Top of Passage shown
For a sensor node, in many applications and usages, it is highly relevant to have big data storage. Then, the memory size becomes a limitation because the microcontroller only has 1Kbyte RAM and 32 Kbyte Flash memory, which is not enough to record continuous data during a week. The major advantage of the sensor is providing an external microSD card with up to 2 Gbytes of memory. As may be seen in Figure 4, a power supply was used to power the testbed but for the final prototype already tested lithium batteries will be used.

For the design of the temperature sensor, the MA100 [24] thermistor was chosen. It is an NTC Type MA Biomedical Chip thermistor developed by GE Industrial Sensing and exclusively used for biomedical applications. Its main features fulfill the requirements of this solution. Its sensitivity ranges from 0 °C to 50 °C, and its size is 0.762 × 9.52 mm. The size, shape, temperature ranges, and its approval for medical applications were the major reasons for this choice. To get more accurate temperature readings and taking into account its goal, the temperature sensor must be placed inside the female cervix, which is an ideal thermal source to reach the core body temperature. For this proposed architecture, the MA100 is embedded in the mote platform.

Using Zigbee [7] communication, temperature monitoring can be performed in real-time mode. The sensor platform also saves measured values in the embedded microSD card and can send them to external devices within the Zigbee range area. This wireless communication is also used to transfer all the data stored in the sensor’s microSD card on demand.
Bottom of Passage shown
Top of Information
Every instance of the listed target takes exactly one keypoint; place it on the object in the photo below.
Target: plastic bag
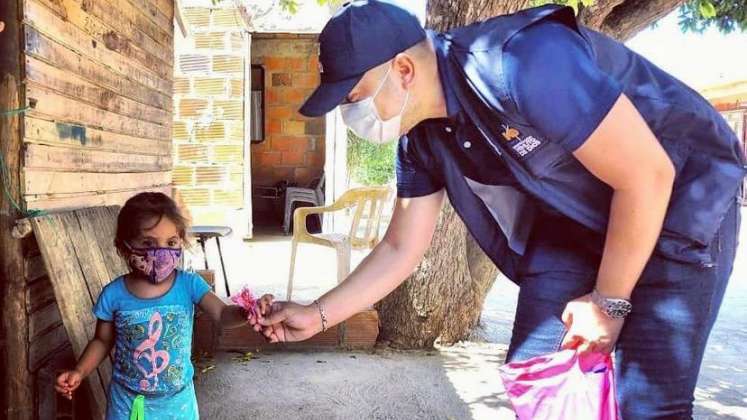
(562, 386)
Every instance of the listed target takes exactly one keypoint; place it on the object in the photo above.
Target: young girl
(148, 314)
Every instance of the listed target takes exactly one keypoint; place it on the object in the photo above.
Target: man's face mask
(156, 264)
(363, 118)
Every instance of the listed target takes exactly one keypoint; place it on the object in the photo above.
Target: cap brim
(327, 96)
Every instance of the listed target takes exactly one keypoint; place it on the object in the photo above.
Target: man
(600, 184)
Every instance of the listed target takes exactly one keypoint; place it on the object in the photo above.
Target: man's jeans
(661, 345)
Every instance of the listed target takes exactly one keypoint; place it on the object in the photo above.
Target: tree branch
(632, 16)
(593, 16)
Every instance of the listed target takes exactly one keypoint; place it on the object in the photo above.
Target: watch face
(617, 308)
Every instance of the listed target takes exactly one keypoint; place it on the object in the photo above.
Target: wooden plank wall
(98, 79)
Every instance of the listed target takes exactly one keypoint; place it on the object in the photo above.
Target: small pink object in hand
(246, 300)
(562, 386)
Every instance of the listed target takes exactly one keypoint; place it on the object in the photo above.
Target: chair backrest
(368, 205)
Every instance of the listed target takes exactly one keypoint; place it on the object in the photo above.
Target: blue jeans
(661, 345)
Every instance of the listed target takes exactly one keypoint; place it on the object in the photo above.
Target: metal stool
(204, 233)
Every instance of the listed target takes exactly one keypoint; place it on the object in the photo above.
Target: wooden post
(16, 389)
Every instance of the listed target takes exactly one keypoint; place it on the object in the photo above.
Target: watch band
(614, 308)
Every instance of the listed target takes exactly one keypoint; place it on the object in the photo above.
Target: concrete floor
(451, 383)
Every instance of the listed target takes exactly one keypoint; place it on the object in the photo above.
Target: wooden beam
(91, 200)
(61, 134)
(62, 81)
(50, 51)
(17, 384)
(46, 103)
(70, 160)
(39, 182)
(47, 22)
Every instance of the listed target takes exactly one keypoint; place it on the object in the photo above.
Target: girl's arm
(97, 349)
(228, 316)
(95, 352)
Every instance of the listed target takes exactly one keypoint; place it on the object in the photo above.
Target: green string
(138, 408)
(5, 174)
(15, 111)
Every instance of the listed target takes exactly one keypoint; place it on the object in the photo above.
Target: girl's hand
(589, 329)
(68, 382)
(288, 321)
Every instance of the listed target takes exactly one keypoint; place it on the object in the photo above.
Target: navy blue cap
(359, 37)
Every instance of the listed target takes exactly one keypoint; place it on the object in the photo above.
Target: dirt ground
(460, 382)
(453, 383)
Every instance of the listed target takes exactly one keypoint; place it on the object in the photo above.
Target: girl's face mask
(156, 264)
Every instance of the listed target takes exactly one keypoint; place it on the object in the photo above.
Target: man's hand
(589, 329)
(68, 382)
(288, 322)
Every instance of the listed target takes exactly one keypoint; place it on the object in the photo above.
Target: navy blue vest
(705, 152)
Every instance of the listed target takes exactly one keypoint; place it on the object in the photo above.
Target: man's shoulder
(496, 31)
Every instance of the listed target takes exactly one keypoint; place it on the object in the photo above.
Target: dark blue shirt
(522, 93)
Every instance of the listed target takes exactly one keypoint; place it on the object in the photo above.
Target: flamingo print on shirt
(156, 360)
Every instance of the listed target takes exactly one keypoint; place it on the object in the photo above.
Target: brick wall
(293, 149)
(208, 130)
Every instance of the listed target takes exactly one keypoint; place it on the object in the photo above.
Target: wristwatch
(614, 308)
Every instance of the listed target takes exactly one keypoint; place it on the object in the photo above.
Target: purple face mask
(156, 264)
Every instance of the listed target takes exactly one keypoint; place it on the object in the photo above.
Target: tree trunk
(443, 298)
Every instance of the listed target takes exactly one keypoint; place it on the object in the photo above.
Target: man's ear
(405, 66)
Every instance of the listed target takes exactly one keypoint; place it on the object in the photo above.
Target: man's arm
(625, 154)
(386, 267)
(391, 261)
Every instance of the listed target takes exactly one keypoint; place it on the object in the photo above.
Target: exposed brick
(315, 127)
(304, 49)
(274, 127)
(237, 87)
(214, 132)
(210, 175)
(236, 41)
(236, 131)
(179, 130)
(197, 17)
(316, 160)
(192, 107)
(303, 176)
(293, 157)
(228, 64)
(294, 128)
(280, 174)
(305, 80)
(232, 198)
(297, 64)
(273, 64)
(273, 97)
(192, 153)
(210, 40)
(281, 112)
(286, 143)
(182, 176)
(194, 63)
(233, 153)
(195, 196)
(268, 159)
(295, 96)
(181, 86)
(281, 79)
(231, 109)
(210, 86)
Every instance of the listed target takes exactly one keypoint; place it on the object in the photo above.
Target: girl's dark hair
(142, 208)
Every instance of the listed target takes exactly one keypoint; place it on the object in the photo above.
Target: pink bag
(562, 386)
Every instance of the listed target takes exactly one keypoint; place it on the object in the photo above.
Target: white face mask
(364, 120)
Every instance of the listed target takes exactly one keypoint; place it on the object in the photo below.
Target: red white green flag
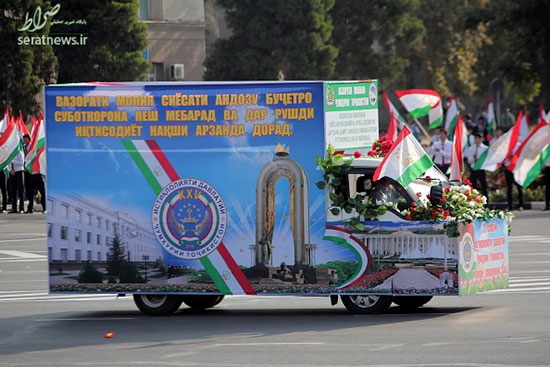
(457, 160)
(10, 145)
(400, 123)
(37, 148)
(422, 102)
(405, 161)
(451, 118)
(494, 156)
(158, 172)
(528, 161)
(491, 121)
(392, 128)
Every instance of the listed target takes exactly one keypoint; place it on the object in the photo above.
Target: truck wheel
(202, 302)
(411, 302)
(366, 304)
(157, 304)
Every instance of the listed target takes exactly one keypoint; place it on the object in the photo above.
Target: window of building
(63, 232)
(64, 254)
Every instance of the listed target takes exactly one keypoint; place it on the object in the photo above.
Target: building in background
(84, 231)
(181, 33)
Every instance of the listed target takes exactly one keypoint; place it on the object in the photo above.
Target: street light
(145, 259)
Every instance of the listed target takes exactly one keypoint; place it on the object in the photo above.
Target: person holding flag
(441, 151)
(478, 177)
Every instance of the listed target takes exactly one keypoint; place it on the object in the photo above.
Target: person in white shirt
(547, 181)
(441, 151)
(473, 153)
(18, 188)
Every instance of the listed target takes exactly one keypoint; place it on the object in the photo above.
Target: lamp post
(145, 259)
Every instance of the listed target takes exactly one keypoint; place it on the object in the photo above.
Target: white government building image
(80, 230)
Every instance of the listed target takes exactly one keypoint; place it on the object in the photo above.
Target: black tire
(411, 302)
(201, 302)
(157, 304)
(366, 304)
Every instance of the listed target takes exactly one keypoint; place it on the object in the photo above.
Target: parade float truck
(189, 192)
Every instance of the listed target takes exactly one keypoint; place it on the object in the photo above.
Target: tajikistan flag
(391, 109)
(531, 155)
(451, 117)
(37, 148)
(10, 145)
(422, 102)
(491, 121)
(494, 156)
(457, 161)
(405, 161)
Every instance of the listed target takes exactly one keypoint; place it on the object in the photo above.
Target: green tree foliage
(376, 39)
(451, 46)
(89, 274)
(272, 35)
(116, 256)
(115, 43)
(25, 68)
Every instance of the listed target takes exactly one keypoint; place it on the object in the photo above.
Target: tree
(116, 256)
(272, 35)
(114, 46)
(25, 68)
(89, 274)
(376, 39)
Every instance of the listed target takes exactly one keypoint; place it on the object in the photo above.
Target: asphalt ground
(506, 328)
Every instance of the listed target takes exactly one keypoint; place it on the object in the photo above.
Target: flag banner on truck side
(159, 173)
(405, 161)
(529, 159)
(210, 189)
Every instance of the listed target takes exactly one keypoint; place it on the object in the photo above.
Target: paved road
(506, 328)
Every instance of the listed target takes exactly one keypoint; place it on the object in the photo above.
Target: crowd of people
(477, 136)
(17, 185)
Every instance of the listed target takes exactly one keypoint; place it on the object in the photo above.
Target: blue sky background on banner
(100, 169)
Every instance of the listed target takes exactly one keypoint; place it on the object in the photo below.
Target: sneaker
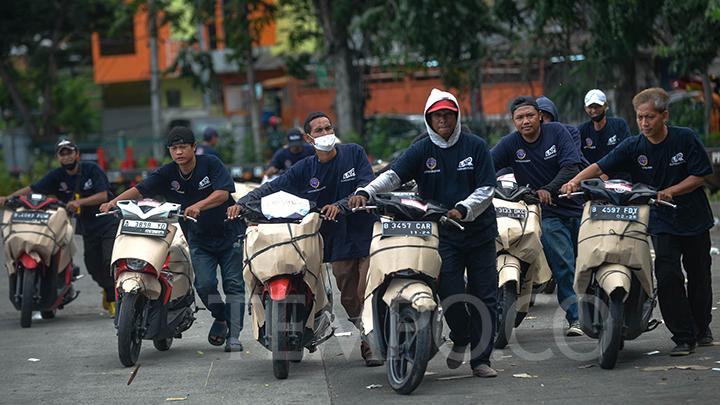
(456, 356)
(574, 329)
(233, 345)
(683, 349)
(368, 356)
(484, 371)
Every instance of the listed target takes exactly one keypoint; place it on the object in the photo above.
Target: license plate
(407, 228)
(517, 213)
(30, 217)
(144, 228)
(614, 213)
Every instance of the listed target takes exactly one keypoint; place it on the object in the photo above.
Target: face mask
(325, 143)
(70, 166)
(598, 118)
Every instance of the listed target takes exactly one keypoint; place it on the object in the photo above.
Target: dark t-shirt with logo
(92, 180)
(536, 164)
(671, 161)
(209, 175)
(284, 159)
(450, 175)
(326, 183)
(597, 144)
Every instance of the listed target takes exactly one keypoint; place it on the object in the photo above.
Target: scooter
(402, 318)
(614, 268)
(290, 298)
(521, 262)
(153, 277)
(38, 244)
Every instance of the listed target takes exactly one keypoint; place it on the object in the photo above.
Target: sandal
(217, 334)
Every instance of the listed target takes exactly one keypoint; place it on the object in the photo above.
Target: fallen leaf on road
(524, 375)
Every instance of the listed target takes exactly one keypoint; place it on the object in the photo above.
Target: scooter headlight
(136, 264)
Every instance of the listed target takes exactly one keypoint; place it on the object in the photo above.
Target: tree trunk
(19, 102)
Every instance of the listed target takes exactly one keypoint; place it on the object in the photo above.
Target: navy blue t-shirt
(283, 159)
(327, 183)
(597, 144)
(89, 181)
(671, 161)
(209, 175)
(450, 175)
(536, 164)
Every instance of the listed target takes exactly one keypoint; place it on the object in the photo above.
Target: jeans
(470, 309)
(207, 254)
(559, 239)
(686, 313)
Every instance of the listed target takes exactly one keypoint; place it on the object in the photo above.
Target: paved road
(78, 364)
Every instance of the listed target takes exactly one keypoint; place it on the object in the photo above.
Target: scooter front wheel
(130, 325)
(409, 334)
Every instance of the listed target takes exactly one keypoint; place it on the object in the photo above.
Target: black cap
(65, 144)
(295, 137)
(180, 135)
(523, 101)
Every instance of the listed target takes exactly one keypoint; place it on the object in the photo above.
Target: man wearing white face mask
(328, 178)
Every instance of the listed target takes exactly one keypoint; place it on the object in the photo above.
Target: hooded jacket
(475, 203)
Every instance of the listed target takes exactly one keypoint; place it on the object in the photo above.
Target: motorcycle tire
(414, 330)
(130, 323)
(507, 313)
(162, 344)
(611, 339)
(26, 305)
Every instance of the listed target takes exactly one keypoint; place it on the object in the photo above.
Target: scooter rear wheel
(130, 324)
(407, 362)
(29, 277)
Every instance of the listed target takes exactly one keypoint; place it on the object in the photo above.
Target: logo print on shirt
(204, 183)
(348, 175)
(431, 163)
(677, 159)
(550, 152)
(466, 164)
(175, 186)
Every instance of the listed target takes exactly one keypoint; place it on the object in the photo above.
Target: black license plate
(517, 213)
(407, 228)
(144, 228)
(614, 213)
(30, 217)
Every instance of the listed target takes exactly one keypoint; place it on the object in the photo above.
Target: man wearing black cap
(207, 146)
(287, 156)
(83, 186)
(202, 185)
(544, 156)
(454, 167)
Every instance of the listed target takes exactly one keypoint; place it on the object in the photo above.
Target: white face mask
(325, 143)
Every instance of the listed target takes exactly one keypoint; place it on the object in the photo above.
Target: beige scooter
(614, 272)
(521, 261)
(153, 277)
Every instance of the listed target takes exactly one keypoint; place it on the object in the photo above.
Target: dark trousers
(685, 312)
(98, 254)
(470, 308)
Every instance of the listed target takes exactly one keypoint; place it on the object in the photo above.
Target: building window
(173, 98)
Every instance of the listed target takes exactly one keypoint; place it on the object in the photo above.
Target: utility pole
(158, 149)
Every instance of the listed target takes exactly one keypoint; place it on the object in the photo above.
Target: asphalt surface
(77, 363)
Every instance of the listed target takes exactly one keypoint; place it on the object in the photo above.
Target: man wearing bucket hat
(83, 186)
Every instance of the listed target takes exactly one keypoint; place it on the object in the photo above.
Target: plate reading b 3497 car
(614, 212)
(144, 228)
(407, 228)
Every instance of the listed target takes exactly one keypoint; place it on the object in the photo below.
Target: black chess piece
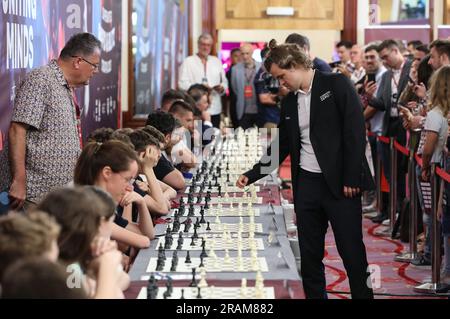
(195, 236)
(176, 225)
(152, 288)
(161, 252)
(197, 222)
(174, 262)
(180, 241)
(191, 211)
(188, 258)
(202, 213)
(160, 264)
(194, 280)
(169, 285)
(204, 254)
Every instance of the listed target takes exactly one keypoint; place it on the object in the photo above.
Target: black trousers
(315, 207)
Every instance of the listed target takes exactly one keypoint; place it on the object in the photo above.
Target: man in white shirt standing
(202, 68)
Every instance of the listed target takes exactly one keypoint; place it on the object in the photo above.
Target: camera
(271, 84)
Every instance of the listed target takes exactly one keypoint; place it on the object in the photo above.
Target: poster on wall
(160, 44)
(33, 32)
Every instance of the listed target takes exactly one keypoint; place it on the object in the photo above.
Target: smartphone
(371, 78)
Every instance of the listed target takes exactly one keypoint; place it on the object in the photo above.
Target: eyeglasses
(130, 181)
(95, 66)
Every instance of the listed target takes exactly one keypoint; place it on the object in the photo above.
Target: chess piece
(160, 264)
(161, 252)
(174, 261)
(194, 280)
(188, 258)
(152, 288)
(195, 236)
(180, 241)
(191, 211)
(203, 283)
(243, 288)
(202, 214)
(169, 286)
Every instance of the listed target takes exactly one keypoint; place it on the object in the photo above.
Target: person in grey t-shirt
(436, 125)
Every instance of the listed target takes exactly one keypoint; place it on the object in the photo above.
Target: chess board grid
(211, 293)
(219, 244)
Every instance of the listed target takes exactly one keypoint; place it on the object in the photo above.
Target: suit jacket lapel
Bottom of Information
■ Set of tasks:
#1 Write out the stretch of the sensor node passage from "For a sensor" through "will be used.", copying it word for word.
#2 Extend the sensor node passage by writing what comes after its final sentence.
The rows are separate material, apart from the sensor node passage.

■ Answers for this exercise:
#1
For a sensor node, in many applications and usages, it is highly relevant to have big data storage. Then, the memory size becomes a limitation because the microcontroller only has 1Kbyte RAM and 32 Kbyte Flash memory, which is not enough to record continuous data during a week. The major advantage of the sensor is providing an external microSD card with up to 2 Gbytes of memory. As may be seen in Figure 4, a power supply was used to power the testbed but for the final prototype already tested lithium batteries will be used.

#2
Another important feature of this solution is mobility. After mote activation and correct placement inside the vagina, the woman can move freely and do whatever she wants with comfort. After switching on the data collection (operation performed through remote commands), the sensor starts measuring and continuously storing data in the microSD card. The monitored woman only has to take the sensor out when the date advised by the physician has been reached. During a long monitoring period, the sensor need only be removed for battery recharge.

For a regular medical observation, a physician can use the mote to measure the current core temperature of a patient in his office with a real-time connection to the sensor, as described above. On the other hand, he/she can connect to the sensor directly and retrieve all collected data to his computer. In both cases a physician can monitor and control the evolution of this biological parameter by observing a graphical representation of the measured values.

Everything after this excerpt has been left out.